▶ **Dataset rows on where objects appear**:
· · · · · · ·

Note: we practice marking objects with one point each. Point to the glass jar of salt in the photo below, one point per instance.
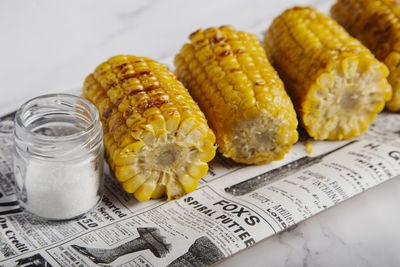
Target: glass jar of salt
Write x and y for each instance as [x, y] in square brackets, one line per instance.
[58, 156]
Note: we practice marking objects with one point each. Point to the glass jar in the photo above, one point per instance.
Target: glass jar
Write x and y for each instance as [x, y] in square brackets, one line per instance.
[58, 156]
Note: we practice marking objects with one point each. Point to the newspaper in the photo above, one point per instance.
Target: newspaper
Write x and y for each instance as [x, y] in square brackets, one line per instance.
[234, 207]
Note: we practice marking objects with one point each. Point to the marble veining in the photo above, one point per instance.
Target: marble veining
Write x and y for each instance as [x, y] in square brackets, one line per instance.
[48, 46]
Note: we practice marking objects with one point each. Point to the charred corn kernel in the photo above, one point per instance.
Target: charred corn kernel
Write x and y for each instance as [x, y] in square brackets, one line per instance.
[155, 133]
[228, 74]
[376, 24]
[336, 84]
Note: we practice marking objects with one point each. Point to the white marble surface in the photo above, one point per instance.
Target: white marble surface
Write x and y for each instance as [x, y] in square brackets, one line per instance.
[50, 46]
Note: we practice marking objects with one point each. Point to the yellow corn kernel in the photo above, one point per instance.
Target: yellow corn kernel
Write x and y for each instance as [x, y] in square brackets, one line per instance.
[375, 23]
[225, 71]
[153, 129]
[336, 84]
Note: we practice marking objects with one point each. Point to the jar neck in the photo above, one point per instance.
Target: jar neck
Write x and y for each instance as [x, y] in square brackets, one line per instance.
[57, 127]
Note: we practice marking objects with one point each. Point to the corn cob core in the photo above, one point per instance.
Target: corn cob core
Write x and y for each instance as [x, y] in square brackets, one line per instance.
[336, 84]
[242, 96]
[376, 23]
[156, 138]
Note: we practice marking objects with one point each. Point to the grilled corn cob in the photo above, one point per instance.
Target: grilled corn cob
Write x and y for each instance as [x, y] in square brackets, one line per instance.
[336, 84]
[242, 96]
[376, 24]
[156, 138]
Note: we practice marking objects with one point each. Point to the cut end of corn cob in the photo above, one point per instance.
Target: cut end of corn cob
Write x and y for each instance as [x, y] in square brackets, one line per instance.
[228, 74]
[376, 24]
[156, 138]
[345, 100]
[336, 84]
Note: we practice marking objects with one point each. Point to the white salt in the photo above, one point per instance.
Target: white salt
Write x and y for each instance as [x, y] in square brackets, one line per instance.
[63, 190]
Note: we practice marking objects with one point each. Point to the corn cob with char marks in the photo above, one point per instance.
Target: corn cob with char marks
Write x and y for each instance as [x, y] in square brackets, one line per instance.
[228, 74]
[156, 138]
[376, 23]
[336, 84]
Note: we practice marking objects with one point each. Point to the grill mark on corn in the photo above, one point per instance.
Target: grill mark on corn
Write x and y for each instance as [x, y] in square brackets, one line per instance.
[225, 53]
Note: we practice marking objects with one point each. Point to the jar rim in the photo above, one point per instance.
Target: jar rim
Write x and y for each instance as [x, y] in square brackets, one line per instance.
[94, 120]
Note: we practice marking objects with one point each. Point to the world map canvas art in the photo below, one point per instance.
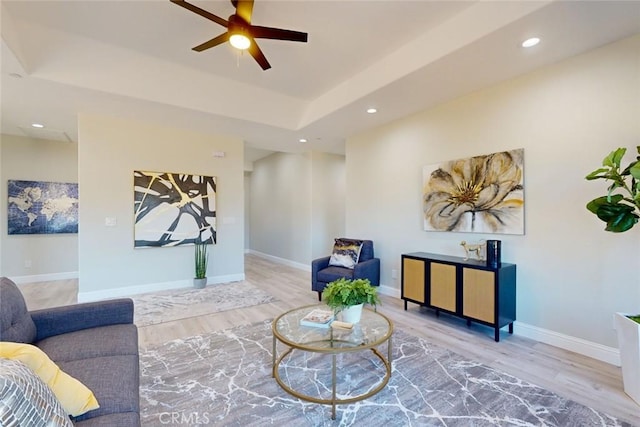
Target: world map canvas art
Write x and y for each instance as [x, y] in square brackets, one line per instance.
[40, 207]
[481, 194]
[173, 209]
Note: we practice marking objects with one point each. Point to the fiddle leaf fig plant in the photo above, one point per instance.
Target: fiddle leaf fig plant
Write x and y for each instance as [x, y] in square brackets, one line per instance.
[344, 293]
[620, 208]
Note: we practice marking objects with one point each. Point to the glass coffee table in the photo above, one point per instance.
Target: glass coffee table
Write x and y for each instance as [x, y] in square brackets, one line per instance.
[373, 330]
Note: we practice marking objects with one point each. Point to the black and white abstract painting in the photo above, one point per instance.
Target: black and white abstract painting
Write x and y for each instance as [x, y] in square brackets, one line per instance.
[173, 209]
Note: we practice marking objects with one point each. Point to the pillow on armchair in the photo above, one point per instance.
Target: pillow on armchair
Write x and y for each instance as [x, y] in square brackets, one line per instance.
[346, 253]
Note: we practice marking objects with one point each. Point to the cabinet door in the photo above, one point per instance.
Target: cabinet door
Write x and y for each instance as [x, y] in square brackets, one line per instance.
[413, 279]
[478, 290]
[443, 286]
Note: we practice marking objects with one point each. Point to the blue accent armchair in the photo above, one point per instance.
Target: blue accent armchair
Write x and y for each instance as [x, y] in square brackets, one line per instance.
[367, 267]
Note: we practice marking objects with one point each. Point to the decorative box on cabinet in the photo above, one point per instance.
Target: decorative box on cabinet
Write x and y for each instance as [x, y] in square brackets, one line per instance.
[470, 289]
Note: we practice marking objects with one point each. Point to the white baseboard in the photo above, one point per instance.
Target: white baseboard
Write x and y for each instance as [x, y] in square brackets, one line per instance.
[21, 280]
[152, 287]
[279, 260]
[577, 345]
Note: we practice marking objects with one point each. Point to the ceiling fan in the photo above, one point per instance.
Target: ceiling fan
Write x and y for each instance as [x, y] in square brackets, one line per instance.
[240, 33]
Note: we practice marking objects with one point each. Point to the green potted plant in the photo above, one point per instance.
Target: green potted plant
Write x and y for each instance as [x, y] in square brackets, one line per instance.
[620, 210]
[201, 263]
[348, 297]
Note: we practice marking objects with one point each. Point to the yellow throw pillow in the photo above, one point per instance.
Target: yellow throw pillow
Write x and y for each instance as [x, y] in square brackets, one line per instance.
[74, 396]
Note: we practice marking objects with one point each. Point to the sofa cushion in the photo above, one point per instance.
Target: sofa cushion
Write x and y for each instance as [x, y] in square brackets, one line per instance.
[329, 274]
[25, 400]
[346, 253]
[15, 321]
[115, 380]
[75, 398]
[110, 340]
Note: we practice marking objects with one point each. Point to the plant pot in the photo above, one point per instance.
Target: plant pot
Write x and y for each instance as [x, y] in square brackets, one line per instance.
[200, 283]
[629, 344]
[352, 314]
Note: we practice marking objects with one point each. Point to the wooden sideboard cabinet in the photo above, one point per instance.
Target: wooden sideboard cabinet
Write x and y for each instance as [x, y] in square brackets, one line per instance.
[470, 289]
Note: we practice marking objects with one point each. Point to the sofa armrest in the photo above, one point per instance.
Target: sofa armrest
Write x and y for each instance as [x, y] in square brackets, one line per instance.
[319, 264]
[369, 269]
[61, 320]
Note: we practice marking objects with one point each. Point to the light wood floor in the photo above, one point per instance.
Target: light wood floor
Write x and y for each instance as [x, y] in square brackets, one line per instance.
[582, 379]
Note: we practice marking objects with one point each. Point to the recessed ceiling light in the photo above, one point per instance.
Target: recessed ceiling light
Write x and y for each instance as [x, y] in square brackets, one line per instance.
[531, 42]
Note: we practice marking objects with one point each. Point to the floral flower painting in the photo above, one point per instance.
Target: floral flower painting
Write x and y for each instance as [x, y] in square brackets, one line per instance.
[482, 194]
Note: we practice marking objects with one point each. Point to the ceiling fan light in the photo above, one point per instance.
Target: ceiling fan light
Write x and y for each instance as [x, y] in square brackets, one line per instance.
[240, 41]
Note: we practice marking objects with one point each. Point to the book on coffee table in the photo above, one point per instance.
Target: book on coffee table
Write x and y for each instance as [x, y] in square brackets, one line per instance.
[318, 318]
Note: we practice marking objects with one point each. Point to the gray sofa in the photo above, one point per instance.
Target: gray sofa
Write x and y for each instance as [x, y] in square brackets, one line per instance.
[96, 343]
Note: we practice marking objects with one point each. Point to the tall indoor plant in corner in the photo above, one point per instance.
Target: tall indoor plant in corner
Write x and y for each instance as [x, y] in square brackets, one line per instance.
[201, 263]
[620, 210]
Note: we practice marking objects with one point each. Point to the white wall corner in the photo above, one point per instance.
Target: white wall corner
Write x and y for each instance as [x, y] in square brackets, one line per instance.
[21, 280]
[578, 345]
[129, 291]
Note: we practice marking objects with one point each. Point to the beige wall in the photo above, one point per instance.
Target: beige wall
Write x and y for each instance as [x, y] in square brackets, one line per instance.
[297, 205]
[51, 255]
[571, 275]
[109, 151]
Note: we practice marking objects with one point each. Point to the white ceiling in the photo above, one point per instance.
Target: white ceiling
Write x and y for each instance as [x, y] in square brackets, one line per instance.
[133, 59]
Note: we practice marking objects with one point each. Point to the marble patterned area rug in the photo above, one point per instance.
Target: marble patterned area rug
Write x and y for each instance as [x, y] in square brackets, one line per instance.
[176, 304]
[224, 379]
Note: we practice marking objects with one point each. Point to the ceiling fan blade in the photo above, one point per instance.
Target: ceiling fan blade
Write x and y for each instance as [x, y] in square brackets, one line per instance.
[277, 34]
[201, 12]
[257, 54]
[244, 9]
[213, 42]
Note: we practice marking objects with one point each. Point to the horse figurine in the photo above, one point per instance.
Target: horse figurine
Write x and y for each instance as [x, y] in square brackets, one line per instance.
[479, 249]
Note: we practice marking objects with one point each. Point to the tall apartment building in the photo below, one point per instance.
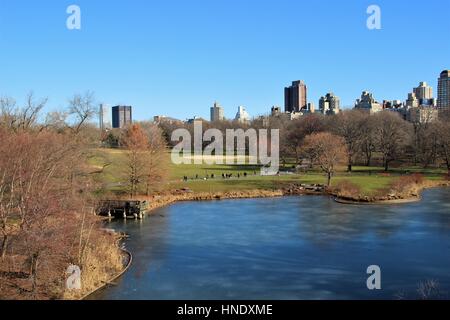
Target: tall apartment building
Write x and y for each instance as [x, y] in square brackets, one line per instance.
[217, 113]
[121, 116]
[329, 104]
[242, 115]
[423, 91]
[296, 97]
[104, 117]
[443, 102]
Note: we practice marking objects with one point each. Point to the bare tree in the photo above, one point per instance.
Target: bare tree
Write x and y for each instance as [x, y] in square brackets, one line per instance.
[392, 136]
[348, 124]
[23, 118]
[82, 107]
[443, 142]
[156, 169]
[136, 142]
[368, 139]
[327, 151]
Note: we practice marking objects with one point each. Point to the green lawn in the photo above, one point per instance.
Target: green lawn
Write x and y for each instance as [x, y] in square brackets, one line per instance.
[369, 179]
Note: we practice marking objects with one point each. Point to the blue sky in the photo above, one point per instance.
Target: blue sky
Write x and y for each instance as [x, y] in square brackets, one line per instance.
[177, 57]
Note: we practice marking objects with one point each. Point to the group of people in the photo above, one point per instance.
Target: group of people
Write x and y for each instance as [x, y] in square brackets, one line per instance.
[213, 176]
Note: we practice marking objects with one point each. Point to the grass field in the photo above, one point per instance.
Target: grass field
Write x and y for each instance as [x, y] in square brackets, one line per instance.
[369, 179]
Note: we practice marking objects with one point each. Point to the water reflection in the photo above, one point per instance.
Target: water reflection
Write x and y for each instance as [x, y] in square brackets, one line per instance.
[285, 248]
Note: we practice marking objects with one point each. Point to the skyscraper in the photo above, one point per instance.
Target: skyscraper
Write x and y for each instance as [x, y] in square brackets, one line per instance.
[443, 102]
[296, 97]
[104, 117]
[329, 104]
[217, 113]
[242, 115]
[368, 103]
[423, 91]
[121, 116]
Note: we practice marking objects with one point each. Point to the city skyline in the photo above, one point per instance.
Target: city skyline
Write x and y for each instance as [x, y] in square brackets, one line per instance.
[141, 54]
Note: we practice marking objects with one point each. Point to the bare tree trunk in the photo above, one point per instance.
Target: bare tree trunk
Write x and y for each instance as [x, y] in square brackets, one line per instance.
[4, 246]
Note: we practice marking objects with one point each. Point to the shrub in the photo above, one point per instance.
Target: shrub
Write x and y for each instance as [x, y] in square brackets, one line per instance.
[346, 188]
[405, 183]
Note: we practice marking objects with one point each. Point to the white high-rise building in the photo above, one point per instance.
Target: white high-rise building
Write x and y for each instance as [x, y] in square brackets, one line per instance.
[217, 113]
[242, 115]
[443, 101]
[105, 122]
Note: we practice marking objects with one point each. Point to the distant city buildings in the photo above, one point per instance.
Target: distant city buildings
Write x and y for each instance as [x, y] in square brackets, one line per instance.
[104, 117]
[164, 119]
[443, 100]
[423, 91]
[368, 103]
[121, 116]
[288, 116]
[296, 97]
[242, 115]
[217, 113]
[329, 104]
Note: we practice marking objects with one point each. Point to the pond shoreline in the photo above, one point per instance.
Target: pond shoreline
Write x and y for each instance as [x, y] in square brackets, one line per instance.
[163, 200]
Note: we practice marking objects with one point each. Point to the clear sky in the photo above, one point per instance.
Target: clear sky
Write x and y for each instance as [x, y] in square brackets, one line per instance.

· · · · · · ·

From the line that contains "to the pond" down to the last line of the listing above, repeat each line exactly, and include nothing else.

Note: we practice marking objects with one point each. Point to the pond shoreline in the photo above, one point per instance.
Target: pond shoreline
Write x and y for each instance as [x, y] in square brackets, one line per instance.
[163, 200]
Note: we practice marking objects with one point each. Point to the clear sky in the photo above, one point per instance.
Target: clear sky
Write x and y for each instance as [x, y] in square brackets, one line per instance.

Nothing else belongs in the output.